▶ **RECORDS FOR THE TASK**:
────────────────────────────────────────

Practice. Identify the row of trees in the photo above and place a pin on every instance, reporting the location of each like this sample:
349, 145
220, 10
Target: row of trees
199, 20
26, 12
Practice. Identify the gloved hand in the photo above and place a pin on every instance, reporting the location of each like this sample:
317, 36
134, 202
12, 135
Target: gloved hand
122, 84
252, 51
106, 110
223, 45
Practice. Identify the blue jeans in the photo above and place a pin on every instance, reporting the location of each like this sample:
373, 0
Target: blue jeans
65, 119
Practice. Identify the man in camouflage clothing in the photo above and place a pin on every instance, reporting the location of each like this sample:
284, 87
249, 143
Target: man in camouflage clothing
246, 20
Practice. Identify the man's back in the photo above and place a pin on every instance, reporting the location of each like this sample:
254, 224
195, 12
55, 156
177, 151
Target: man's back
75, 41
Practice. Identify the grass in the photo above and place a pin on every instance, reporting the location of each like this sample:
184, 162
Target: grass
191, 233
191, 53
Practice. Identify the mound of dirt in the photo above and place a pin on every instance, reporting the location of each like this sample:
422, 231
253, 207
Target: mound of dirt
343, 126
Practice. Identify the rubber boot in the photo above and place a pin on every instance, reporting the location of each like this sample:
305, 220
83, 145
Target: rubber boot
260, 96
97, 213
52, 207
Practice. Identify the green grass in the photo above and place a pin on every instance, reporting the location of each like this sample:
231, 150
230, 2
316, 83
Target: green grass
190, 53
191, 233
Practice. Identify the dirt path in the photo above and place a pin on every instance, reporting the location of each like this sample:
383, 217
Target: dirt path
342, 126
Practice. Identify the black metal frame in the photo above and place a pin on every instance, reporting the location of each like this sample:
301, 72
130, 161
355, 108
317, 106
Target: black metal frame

────────────────────────────────────────

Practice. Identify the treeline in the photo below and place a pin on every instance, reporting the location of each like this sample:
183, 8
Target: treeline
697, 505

────────────────────────────────────────

▶ **OBJECTIVE**:
Lay out the lines starting at the one containing "Practice. Identify the rubber" and ending at the one containing "Target: black metal frame" as a Markdown table with the columns No. and Line. Number each row and leave out any blank lines.

▶ **EXPECTED OUTPUT**:
| No. | Line |
|---|---|
| 1 | Practice. Identify the rubber boot in the photo above and place a pin on every instance, reporting the location of each like this sample: |
| 2 | 305, 220 |
| 3 | 83, 145 |
| 4 | Target: rubber boot |
| 5 | 260, 96 |
| 6 | 97, 213 |
| 7 | 52, 207 |
| 8 | Practice. Identify the green grass in the photo above and place a pin on every instance, reporting the location of each like this sample: |
| 9 | 231, 150 |
| 10 | 230, 2 |
| 11 | 316, 83 |
| 12 | Target: green grass |
| 13 | 190, 53 |
| 14 | 191, 233 |
| 15 | Practice. Identify the dirt path in the photo above and place a pin on every instance, reporting the location of each like this sample: |
| 16 | 383, 217 |
| 17 | Target: dirt path |
| 18 | 342, 126 |
| 19 | Practice. Identify the black metal frame in the photo above and place a pin on every instance, reporting the location of each like this sample: |
| 20 | 301, 72 |
| 21 | 130, 161 |
| 22 | 355, 108 |
| 23 | 317, 106 |
| 24 | Target: black metal frame |